## Start
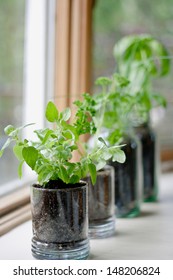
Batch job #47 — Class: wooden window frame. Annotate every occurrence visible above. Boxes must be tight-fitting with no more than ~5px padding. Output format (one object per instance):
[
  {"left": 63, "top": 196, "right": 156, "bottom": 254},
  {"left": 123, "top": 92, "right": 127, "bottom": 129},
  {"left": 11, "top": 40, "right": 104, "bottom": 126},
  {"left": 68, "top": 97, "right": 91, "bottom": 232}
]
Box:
[{"left": 0, "top": 0, "right": 94, "bottom": 236}]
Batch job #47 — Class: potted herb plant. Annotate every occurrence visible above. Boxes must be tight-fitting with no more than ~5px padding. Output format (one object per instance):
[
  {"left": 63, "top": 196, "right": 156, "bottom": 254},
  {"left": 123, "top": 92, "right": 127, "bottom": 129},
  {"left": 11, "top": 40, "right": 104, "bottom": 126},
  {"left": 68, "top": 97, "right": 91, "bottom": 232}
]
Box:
[
  {"left": 0, "top": 101, "right": 125, "bottom": 259},
  {"left": 75, "top": 94, "right": 125, "bottom": 238},
  {"left": 114, "top": 34, "right": 170, "bottom": 201},
  {"left": 91, "top": 73, "right": 142, "bottom": 217}
]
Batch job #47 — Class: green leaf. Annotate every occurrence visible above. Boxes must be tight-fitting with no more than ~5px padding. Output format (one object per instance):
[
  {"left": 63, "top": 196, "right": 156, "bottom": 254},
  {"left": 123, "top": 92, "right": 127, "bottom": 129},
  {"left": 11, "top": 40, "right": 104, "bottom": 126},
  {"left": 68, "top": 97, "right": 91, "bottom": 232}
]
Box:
[
  {"left": 0, "top": 138, "right": 11, "bottom": 157},
  {"left": 22, "top": 147, "right": 38, "bottom": 170},
  {"left": 98, "top": 137, "right": 107, "bottom": 146},
  {"left": 112, "top": 149, "right": 126, "bottom": 163},
  {"left": 61, "top": 108, "right": 71, "bottom": 121},
  {"left": 96, "top": 159, "right": 106, "bottom": 171},
  {"left": 69, "top": 175, "right": 80, "bottom": 184},
  {"left": 88, "top": 163, "right": 97, "bottom": 185},
  {"left": 4, "top": 124, "right": 16, "bottom": 136},
  {"left": 46, "top": 101, "right": 59, "bottom": 122},
  {"left": 95, "top": 77, "right": 112, "bottom": 86},
  {"left": 58, "top": 166, "right": 69, "bottom": 184},
  {"left": 18, "top": 160, "right": 24, "bottom": 178}
]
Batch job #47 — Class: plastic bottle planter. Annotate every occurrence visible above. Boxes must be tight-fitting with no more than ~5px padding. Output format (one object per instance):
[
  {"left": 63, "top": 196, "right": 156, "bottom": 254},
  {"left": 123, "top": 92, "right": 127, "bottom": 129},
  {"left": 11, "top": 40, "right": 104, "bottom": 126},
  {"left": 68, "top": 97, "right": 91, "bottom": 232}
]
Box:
[
  {"left": 135, "top": 124, "right": 159, "bottom": 202},
  {"left": 86, "top": 166, "right": 115, "bottom": 238},
  {"left": 31, "top": 181, "right": 89, "bottom": 260},
  {"left": 111, "top": 137, "right": 142, "bottom": 218}
]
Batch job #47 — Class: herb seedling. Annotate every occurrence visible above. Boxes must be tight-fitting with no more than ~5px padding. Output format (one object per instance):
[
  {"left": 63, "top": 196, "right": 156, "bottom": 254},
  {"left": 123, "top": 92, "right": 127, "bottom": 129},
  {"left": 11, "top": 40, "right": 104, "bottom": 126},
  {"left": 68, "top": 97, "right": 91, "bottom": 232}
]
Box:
[{"left": 0, "top": 99, "right": 125, "bottom": 186}]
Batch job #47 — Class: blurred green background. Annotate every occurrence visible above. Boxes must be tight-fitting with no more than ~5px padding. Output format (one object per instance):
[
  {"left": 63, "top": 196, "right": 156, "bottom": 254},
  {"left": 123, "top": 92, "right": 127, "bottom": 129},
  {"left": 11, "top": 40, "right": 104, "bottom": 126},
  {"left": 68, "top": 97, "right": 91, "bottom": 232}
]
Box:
[{"left": 92, "top": 0, "right": 173, "bottom": 149}]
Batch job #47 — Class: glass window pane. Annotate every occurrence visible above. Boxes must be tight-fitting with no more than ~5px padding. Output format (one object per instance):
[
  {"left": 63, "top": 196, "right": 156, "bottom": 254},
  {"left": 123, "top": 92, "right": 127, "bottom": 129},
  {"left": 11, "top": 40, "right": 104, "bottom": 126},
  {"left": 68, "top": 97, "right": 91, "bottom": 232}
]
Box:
[
  {"left": 93, "top": 0, "right": 173, "bottom": 149},
  {"left": 0, "top": 0, "right": 26, "bottom": 185}
]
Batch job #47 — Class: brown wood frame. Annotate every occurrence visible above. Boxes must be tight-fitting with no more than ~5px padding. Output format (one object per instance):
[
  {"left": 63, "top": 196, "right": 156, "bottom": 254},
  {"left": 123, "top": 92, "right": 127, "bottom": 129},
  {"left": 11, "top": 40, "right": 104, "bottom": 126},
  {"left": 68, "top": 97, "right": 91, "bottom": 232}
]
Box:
[
  {"left": 55, "top": 0, "right": 94, "bottom": 110},
  {"left": 0, "top": 0, "right": 94, "bottom": 235}
]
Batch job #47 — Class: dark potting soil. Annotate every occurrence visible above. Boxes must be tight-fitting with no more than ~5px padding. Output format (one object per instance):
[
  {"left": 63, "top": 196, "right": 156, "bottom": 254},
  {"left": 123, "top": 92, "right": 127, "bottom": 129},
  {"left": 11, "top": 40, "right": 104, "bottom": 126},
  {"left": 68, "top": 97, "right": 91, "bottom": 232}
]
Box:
[
  {"left": 136, "top": 125, "right": 157, "bottom": 199},
  {"left": 31, "top": 184, "right": 88, "bottom": 246},
  {"left": 34, "top": 179, "right": 85, "bottom": 190},
  {"left": 110, "top": 138, "right": 138, "bottom": 212},
  {"left": 87, "top": 170, "right": 114, "bottom": 224}
]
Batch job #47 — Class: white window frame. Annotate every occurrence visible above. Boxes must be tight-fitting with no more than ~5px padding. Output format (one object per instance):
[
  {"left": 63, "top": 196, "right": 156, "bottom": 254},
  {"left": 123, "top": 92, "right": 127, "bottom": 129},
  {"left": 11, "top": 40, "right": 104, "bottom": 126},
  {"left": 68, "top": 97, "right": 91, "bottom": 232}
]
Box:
[{"left": 0, "top": 0, "right": 57, "bottom": 195}]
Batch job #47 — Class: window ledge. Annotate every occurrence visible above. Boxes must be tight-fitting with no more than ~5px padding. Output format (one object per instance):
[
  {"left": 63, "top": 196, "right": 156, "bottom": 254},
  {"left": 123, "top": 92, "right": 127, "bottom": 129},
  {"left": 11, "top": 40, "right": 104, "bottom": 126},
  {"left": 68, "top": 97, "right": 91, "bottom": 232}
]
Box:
[{"left": 0, "top": 173, "right": 173, "bottom": 260}]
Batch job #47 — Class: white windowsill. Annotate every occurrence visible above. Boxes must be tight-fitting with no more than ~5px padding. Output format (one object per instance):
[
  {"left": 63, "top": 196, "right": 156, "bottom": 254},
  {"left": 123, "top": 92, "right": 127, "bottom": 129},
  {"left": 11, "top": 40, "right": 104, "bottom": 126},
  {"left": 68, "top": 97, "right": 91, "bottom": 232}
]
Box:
[{"left": 0, "top": 173, "right": 173, "bottom": 260}]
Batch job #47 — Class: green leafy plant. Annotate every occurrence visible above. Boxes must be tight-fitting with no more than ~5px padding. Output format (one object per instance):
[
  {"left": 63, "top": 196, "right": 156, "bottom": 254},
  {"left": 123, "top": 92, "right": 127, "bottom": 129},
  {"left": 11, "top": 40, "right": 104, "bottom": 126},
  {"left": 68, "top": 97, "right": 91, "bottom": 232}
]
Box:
[
  {"left": 0, "top": 99, "right": 125, "bottom": 186},
  {"left": 114, "top": 34, "right": 170, "bottom": 121},
  {"left": 85, "top": 73, "right": 136, "bottom": 145}
]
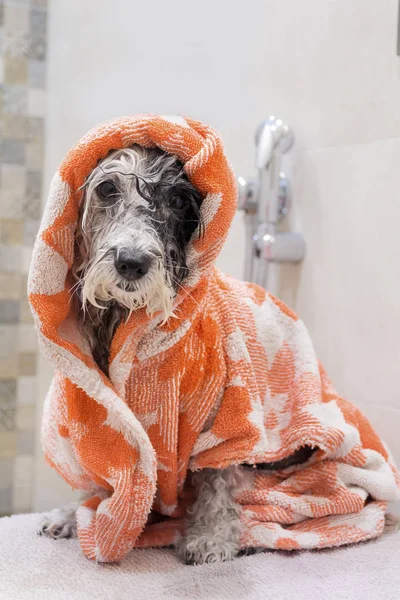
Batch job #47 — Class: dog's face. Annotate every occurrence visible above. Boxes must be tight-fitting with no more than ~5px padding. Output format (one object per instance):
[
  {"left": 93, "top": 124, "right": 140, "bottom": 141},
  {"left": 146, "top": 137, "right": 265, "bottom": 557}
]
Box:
[{"left": 73, "top": 146, "right": 202, "bottom": 318}]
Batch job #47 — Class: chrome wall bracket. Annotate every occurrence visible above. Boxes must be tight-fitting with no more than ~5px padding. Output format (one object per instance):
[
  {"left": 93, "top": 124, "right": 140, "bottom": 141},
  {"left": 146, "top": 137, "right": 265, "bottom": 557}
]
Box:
[{"left": 238, "top": 116, "right": 305, "bottom": 285}]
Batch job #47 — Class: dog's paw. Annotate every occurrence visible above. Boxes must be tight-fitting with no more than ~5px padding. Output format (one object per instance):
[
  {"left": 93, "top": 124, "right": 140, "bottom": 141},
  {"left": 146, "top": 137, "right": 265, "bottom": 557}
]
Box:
[
  {"left": 178, "top": 537, "right": 238, "bottom": 565},
  {"left": 37, "top": 507, "right": 77, "bottom": 540}
]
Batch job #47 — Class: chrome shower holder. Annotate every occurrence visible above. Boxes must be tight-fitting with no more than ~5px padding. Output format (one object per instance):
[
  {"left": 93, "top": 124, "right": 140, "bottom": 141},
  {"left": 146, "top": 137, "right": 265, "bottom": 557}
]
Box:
[{"left": 238, "top": 116, "right": 305, "bottom": 285}]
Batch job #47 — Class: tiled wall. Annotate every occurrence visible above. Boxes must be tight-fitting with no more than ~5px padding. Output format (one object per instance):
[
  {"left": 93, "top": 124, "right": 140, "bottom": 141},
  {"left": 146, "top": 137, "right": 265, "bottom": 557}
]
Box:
[{"left": 0, "top": 0, "right": 47, "bottom": 515}]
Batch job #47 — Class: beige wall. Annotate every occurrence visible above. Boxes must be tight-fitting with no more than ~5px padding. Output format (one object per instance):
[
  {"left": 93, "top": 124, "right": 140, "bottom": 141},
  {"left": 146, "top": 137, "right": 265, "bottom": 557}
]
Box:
[{"left": 36, "top": 0, "right": 400, "bottom": 509}]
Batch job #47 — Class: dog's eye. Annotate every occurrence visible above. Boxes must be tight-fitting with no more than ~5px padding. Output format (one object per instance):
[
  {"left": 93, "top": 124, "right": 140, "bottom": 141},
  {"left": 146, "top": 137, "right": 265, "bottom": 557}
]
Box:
## End
EXERCISE
Can you print, character for character, the lines of the entries above, starting with the line that contains "Batch job #47 — Class: dog's eye." and continuing through the last line of the entries?

THE REPLY
Batch job #47 — Class: dog's eye. Annotate every occurrence visible above. Boxes must be tight-fitting with no more than ~5px padding. Output format (one object per instance):
[
  {"left": 93, "top": 124, "right": 140, "bottom": 141},
  {"left": 146, "top": 137, "right": 265, "bottom": 557}
]
Box:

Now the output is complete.